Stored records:
------------------------------------------------------------
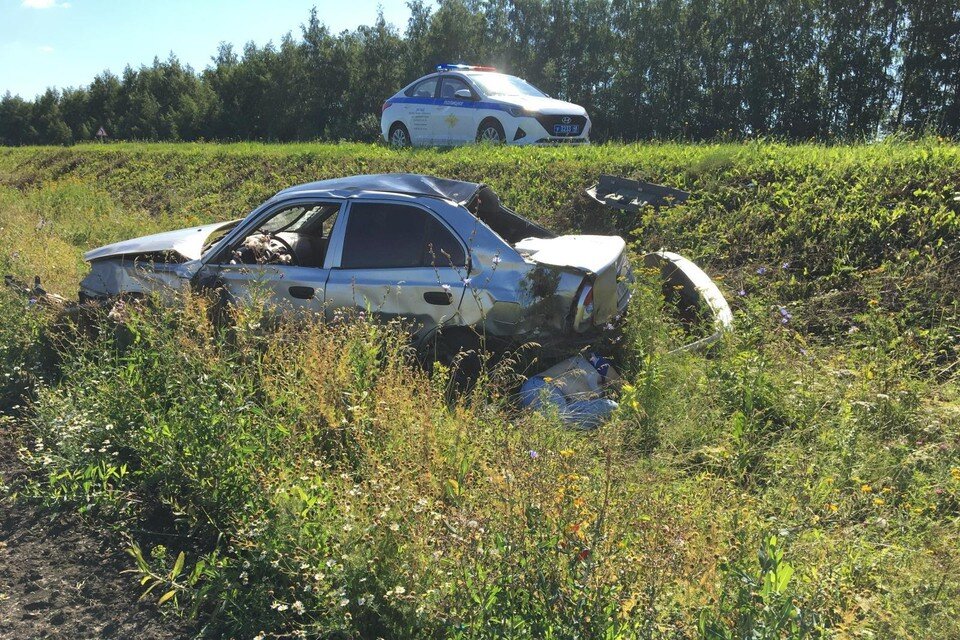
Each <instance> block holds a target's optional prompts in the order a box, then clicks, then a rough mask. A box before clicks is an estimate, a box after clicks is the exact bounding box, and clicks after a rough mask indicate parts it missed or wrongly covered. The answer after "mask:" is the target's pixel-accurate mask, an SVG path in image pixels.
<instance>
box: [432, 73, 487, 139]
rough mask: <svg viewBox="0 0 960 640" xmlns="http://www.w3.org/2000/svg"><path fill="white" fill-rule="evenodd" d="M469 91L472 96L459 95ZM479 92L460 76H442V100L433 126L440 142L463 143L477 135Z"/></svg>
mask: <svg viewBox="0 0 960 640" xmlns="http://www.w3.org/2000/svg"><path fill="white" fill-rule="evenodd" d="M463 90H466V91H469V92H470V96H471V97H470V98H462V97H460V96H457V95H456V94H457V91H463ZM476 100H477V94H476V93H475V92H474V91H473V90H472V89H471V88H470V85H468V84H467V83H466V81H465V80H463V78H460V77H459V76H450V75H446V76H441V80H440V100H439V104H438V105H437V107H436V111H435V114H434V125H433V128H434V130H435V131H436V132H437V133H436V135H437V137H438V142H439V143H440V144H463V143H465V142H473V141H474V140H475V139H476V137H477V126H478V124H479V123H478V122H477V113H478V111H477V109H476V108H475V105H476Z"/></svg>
------------------------------------------------------------
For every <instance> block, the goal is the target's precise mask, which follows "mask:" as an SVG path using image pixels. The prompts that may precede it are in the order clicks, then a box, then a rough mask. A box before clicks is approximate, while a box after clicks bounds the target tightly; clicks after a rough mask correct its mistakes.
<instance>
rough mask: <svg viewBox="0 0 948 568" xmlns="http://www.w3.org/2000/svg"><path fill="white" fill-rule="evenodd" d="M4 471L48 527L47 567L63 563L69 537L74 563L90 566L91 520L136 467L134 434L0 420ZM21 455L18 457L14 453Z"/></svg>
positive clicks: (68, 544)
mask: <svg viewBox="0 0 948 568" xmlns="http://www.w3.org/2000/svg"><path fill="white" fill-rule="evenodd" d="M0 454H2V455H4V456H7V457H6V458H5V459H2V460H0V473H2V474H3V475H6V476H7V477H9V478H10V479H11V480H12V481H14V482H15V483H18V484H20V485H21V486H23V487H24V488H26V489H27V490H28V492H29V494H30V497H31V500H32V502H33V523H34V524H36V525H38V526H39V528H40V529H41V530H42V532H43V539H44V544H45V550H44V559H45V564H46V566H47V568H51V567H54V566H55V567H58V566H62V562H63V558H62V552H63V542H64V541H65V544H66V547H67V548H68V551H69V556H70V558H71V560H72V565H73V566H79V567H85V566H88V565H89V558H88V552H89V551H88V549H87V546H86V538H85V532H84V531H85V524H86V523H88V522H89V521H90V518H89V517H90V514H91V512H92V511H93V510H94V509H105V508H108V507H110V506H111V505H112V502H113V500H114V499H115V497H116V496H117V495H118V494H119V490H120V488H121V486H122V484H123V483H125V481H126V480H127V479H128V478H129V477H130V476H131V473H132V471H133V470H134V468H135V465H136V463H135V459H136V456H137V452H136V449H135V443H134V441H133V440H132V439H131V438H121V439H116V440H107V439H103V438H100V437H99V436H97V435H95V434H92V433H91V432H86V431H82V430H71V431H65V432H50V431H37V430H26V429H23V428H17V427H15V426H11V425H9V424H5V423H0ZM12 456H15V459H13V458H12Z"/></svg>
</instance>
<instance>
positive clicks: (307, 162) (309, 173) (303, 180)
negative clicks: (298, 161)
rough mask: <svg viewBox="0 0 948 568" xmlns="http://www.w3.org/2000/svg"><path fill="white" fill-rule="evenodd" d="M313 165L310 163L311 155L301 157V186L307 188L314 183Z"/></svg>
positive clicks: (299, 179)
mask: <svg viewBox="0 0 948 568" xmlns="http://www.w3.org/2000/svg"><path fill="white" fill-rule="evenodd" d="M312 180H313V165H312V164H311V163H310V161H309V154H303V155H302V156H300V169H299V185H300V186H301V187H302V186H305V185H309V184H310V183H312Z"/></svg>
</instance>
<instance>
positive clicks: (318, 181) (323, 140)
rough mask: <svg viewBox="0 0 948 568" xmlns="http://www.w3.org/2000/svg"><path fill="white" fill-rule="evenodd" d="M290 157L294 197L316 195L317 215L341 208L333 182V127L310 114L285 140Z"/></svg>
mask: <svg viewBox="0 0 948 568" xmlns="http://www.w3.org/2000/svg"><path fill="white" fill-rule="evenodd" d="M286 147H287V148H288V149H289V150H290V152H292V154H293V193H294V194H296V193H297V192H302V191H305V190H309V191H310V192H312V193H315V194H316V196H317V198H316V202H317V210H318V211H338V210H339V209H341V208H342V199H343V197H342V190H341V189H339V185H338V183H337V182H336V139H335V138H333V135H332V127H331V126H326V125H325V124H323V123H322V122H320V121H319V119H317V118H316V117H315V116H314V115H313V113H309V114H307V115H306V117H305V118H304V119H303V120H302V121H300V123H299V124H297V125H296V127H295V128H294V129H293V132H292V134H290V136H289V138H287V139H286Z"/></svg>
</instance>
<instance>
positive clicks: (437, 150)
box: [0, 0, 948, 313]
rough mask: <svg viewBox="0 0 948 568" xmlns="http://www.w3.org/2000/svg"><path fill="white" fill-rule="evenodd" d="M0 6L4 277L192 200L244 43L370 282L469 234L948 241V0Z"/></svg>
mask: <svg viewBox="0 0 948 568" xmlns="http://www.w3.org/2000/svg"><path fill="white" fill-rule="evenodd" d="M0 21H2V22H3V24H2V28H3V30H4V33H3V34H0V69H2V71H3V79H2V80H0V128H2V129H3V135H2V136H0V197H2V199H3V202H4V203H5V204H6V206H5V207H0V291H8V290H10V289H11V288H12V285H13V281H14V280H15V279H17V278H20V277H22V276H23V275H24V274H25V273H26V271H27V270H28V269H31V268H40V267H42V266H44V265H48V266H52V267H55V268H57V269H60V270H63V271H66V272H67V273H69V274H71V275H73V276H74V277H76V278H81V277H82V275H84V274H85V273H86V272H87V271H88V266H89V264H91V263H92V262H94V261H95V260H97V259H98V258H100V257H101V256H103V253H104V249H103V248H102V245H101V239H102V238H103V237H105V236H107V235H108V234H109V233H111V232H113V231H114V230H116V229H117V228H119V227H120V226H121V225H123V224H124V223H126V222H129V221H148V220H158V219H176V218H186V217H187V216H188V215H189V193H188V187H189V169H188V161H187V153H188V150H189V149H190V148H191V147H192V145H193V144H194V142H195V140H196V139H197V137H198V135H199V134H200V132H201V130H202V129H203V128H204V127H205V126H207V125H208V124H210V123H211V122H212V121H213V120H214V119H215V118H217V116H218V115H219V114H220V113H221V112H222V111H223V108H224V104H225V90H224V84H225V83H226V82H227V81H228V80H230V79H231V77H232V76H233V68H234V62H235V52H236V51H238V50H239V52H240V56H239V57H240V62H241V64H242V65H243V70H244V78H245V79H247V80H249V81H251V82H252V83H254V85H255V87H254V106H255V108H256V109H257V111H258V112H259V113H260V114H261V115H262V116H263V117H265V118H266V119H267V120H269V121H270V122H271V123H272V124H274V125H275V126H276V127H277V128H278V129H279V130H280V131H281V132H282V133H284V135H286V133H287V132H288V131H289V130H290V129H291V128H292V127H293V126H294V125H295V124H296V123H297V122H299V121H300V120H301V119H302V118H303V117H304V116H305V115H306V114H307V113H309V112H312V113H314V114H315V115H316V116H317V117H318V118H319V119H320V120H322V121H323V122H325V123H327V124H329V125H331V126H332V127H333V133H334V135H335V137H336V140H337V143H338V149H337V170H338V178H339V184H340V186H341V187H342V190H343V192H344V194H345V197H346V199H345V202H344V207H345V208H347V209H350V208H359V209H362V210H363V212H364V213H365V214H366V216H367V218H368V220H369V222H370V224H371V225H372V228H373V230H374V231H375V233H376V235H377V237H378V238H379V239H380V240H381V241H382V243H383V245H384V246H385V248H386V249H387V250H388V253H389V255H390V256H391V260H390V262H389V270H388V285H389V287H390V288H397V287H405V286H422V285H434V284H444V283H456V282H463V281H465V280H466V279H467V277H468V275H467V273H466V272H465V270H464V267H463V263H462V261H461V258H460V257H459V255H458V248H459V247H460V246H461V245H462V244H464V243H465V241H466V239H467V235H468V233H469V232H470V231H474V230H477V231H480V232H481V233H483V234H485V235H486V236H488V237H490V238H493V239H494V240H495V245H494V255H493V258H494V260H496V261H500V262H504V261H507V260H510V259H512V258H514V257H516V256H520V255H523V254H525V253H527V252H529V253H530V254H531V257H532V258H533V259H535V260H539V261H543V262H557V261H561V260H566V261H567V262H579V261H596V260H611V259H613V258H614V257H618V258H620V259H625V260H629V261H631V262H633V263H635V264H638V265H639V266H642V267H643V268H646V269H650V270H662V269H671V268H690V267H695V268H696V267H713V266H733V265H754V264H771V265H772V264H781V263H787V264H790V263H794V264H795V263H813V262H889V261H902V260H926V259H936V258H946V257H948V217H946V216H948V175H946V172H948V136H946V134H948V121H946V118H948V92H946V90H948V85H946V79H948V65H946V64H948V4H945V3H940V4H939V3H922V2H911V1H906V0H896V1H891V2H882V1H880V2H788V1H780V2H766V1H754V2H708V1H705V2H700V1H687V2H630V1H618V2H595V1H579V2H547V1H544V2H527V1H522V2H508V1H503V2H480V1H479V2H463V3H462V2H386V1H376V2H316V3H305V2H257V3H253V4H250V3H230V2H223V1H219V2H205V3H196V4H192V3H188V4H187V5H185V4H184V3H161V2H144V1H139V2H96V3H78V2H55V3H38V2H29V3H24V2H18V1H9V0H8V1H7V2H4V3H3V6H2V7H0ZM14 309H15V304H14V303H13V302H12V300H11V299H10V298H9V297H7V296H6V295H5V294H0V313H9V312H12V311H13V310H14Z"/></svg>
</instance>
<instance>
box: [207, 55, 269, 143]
------------------------------------------------------------
» EXERCISE BRIEF
Tell me how many lines of the data hold the word "block", giving only the number.

» ANSWER AREA
2